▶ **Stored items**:
-----

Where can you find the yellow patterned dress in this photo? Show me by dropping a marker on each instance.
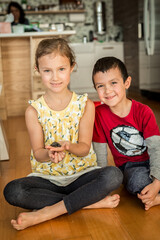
(62, 126)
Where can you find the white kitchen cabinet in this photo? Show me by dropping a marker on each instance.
(81, 80)
(86, 56)
(114, 49)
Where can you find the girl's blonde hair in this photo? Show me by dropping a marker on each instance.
(57, 45)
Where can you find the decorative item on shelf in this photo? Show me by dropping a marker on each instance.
(100, 18)
(71, 4)
(24, 4)
(5, 27)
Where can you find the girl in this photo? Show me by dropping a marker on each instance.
(66, 178)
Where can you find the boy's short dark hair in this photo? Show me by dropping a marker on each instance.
(106, 63)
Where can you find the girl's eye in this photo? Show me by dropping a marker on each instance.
(114, 83)
(99, 86)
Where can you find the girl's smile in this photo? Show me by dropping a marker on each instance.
(111, 87)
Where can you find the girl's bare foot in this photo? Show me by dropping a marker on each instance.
(28, 219)
(107, 202)
(153, 203)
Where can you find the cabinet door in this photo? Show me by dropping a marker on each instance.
(81, 77)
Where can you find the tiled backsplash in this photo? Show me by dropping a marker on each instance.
(82, 28)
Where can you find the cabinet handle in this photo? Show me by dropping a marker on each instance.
(106, 48)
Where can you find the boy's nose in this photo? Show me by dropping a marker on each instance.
(54, 76)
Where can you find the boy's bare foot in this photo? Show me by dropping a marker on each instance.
(154, 203)
(107, 202)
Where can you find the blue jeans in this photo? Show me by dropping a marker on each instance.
(136, 176)
(36, 192)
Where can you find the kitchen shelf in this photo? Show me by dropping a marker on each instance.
(51, 12)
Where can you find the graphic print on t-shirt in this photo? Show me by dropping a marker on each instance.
(128, 140)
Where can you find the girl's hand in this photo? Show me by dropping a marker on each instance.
(54, 155)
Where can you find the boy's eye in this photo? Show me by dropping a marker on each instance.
(99, 86)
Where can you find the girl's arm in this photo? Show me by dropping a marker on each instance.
(36, 135)
(82, 148)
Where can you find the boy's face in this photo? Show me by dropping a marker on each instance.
(111, 88)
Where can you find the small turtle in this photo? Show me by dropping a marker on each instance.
(55, 144)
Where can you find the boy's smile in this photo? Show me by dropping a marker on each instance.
(111, 88)
(55, 71)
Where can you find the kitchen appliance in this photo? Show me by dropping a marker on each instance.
(100, 17)
(149, 47)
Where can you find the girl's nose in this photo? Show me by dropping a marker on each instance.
(107, 89)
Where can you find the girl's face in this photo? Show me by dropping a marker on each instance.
(55, 71)
(110, 87)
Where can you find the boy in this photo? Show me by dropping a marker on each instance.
(130, 129)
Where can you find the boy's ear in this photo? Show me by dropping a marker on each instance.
(128, 82)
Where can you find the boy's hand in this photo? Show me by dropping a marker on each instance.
(149, 193)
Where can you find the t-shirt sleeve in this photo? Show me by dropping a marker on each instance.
(150, 127)
(98, 132)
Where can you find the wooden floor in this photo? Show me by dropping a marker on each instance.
(129, 221)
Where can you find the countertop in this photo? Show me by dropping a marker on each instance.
(36, 34)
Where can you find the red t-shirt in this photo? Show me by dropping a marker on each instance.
(125, 136)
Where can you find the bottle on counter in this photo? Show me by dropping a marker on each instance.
(24, 4)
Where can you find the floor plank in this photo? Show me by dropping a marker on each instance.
(129, 221)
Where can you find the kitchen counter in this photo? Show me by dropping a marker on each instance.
(36, 34)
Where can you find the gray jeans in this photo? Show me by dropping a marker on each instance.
(36, 192)
(136, 176)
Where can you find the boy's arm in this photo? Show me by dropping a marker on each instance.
(154, 154)
(101, 152)
(149, 193)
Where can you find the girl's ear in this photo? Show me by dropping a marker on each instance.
(72, 67)
(128, 82)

-----

▶ **DIRECTIONS**: Transcribe every record above exactly as written, leaving out any pictures.

▶ **EXPECTED ANSWER**:
Where can you find the yellow patterned dress in this photo? Show me by dropping a marker on each instance.
(62, 126)
Where can you find the white kitchen cabinet in this photo? Show me by dropping a marker on each instance.
(81, 80)
(86, 56)
(114, 49)
Where can you find the girl's blonde hair in this photo? Show me by dropping a marker on each instance.
(57, 45)
Where can you find the decorative item on shelf in this photo? Show me by dropping a marker on each instance.
(100, 18)
(71, 4)
(24, 4)
(5, 27)
Where can you find the girl in this photo? Show me by dropping a marker on each instance.
(66, 178)
Where can you find the boy's short dark hair in this photo? Show me by dropping a marker on each instance.
(106, 63)
Where can you find the girl's eye in this photo? Show me by dropping a marker on each instance.
(114, 83)
(99, 86)
Where can you find the girl's smile in this photo? Show me by dropping a marker on each instance.
(111, 87)
Where can you find the girl's bare foot in this photo? Show me by dropping a marker on each instance.
(28, 219)
(107, 202)
(153, 203)
Where can you find the cabinet door in this photo? Show me by dropping a marker on each instance.
(81, 77)
Where can you find the tiled backsplash in this photo? Show me by dropping a marker on each instance.
(82, 28)
Where can you find the cabinet handle in this photo? Show me by dropping a marker on each instance.
(106, 48)
Where can you find the boy's nose in this photo? Show me by dropping a marker on each instance.
(54, 76)
Where can you find the boy's bare foot in this photo? Show me by dropping a marker on each instance.
(154, 203)
(107, 202)
Where can you find the blue jeans in this photo? Show me by dropping a marker on each instance.
(136, 176)
(36, 192)
Where can you find the kitchen shelf in this photo? Show me by dropping a marker on each instance.
(51, 12)
Where can you find the graphic print on t-shirt in this photo? Show me by dropping a marker on each instance.
(128, 140)
Where can you find the girl's hand in this photo? Show me by dropping a marker on each instance.
(54, 155)
Where can you find the boy's eye in this photo? Show me by dropping a marker on each instance.
(99, 86)
Where can you find the girl's arm in this photo? Show me by dropping a marker on each instance.
(36, 135)
(82, 148)
Where can you find the boy's face in this photo? Show me by dropping a marker on each instance.
(111, 88)
Where can you find the small turtle in this photo? Show me by dropping a marker on each instance.
(55, 144)
Where can you find the boy's smile in this photo? Show me by dropping a marker on each instance.
(111, 88)
(55, 71)
Where can you find the kitchen appliance in this photo? Show me by dropping a marker on each instance.
(100, 17)
(149, 47)
Where can you find the girl's nose in this photo? Show me by dropping a marker on each instance.
(107, 89)
Where can you find the girl's face in this photo? Show me by dropping a marker on each instance.
(55, 71)
(110, 87)
Where can you find the boy in this photo? Show me by dropping a marker on each instance.
(130, 129)
Where can you find the boy's ear in this photo? Show me by dropping a marker on each instance.
(128, 82)
Where can you find the boy's hand in this photo? Show me by dropping a marker on each instance.
(149, 193)
Where can you find the t-shirt sleeve in this photo? Show me by dropping a marker on each instance.
(150, 127)
(98, 132)
Where can you find the wooden floor in this photo? Show me by dropping a marker on each instance.
(129, 221)
Where can you find the countertop in this photo? Show me by dropping a marker on each instance.
(36, 34)
Where can you find the red t-shirt in this photo? Show me by dropping a marker on each instance.
(125, 136)
Where can you find the bottle on counter in this photo? Show me by dropping a marker on each instance.
(24, 4)
Where can you find the floor plank in this photo? Show me by dropping a marker on each instance.
(129, 221)
Where can you find the kitchen counter in this photo? Show me by dropping a marker on each instance.
(36, 34)
Where can you find the gray jeans in this photo? Show me by dropping a marker on each instance.
(36, 192)
(136, 176)
Where can you find the boy's arm in this photo? Show me by dropping a marker on each instance.
(154, 154)
(101, 152)
(149, 193)
Where can you find the girl's ear in this photo? Show me by dropping a marker on each instance.
(72, 67)
(128, 82)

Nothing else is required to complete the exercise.